⚙️ Des objets « diy » pour repenser notre lien à la technologie et des compteurs à zéro
Dasha Ilina crée des objets pour interroger l'effet des technologies sur nos corps et nos relations. Les streamers sans spectateur interrogent sur l'équilibre entre quantité et qualité.
⚙️ Rencontre avec Dasha Ilina
L’oreiller, hélas, est accroché au mur. Il semble pourtant confortable et prêt à accueillir notre tête. Il est brodé d’un écran de smartphone. Plusieurs notifications sont affichées. Réalisé par Dasha Ilina, il est exposé jusqu’à la mi-mars sur les murs de Mains d’Œuvre, à Saint-Ouen, dans le cadre de l’exposition Stranger Dreams.
Dans l’enquête anthropologique sur les smartphones publiée par Nicolas Nova, socio-anthropologue, le smartphone est résumé en six objets analogues, de la baguette magique au cocon en passant par la prothèse. L’oreiller n’y figure pas, mais on trouver le lien particulier qu’on entretient avec l’oreiller au gré des pages, que ce soit le confort et le cocon créé par le téléphone, ou son aspect addictif.
Aurait-il fallu l’ajouter ? Peut-être, selon Dasha, qui me répond sur Instagram :
« Je me souviens d’avoir utilisé, il y a quelques années, une application pour m'aider à dormir qui m'a obligé à garder le portable sous l'oreiller parce que l'application “analysait” mon cycle de sommeil. Après quelques mois, ça ne m'a pas du tout aidé, et ça a peut-être même empiré mon sommeil parce que j'avais un accès plus rapide à mon portable. »

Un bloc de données
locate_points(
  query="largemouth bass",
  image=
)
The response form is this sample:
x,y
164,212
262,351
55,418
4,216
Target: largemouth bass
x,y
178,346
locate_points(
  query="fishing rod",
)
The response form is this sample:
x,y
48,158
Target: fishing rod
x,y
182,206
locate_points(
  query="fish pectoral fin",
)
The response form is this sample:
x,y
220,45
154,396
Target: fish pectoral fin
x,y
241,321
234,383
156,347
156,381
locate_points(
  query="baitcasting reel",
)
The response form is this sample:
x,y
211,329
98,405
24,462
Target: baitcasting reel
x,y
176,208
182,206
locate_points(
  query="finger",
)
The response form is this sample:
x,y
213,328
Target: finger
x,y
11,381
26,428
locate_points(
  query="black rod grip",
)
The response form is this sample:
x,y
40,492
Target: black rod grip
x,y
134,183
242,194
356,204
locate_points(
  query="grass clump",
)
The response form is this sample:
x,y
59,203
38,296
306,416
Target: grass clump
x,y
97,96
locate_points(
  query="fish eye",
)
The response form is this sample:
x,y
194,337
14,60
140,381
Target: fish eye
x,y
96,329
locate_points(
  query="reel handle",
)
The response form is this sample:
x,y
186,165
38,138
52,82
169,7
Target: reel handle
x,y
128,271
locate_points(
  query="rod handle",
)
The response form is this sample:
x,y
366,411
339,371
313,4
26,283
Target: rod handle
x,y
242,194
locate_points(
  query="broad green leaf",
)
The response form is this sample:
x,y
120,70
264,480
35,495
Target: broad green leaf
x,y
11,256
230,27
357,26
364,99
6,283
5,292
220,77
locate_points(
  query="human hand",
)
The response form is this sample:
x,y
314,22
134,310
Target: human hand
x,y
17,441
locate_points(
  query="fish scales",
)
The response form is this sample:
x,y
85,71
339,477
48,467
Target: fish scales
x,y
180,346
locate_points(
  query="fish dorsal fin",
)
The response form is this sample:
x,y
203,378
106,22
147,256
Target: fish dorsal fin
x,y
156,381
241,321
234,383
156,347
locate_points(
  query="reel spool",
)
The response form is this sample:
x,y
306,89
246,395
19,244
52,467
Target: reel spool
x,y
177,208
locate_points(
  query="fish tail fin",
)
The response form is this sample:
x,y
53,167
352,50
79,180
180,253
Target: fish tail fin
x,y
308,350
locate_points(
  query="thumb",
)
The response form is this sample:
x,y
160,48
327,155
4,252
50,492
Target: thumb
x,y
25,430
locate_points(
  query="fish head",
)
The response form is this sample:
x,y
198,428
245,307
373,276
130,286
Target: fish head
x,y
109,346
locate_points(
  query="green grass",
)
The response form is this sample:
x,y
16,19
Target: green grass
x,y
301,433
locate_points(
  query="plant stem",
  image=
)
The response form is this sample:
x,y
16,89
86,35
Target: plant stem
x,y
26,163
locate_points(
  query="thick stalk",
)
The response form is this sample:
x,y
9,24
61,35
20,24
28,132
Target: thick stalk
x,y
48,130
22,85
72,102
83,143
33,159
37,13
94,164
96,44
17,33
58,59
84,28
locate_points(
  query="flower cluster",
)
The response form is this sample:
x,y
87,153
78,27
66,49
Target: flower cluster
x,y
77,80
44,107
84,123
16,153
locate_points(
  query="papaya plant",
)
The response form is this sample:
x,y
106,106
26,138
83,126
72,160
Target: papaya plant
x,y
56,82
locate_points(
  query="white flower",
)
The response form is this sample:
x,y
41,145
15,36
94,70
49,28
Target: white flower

Tâches et exercices:
1 > Sélectionnez dans les enregistrements chaque ligne qui contient la chaîne « white », puis recopiez-les toutes.
2 > Rédigez la suite de l'article sur Dasha Ilina, en reprenant après sa dernière phrase.
Les enregistrements n'ont aucun rapport avec l'article sur Dasha Ilina.

Corrigé des exercices:
1 >
  query="white flower",
Target: white flower

2 >
Pour remédier à ce problème, on peut se tourner vers l’Insomnia-Free Box, qui enferme le téléphone pour la nuit. L’objet a été conçu par Dasha, dans le cadre du Center for Technological Pain. Elle s’est en effet spécialisée dans la conception d’objets qui mettent en lumière les problèmes créés par les technologies sur les corps.
Plus que les objets en eux-même, c’est le processus de création qui permettent de comprendre comment les gadgets téléphoniques modifient nos corps. « Les objets du Center for Technological Pain, en eux-mêmes, n'étaient pas forcément faits pour comprendre les malheurs causés par la technologie, raconte Dasha. C'est le processus de création des objets qui a joué ce rôle. Très tôt dans la préparation du projet, j’ai commencé à faire des ateliers. La conception des prototypes était la partie la plus intéressante du projet. »
L’artiste russe est en résidence à Mains d’Œuvres jusqu’en septembre 2021. Elle travaille notamment à Let Me Fix You, un projet de tuto ASMR où l’on suit la réparation d’un robot. Les différentes étapes de la construction de l’œuvre peuvent être découvertes en ligne, sur le site de l’artiste.
« La technicienne découvre que le robot d’assistance qu’elle est supposée réparer n’est pas vraiment cassé, mais est devenu conscient de son incapacité à proposer une assistance convenable à son·sa propriétaire, simplement parce qu’il n’est pas humain. »
Avec son travail, Dasha Ilina nous pousse à nous interroger sur les nouvelles technologies, leur impact sur nos vies, sur nos corps et sur nos interactions.
Pépites
Chaque semaine, je vous propose des pépites, souvenirs de temps passé sur internet ou documents originaux.
Zéro vues, ou presque. Quand les compteurs sont devenus la métrique de réussite, que se passe-t-il en bas du classement ? Depuis 2017, petittube propose, au hasard, des vidéos Youtube n’ayant jamais été vues. Les vidéos générées automatiquement suivent des témoignages face caméra où des vidéos promotionelles pour des gadgets russes.
Clémence Duneau, journaliste au Monde, s’est penchée sur les utilisateur·ices Twitch qui streament sans spectateur·ices. 95 % des contenus diffusés sur la plateforme sont regardés, en moyenne, par cinq personnes ou moins.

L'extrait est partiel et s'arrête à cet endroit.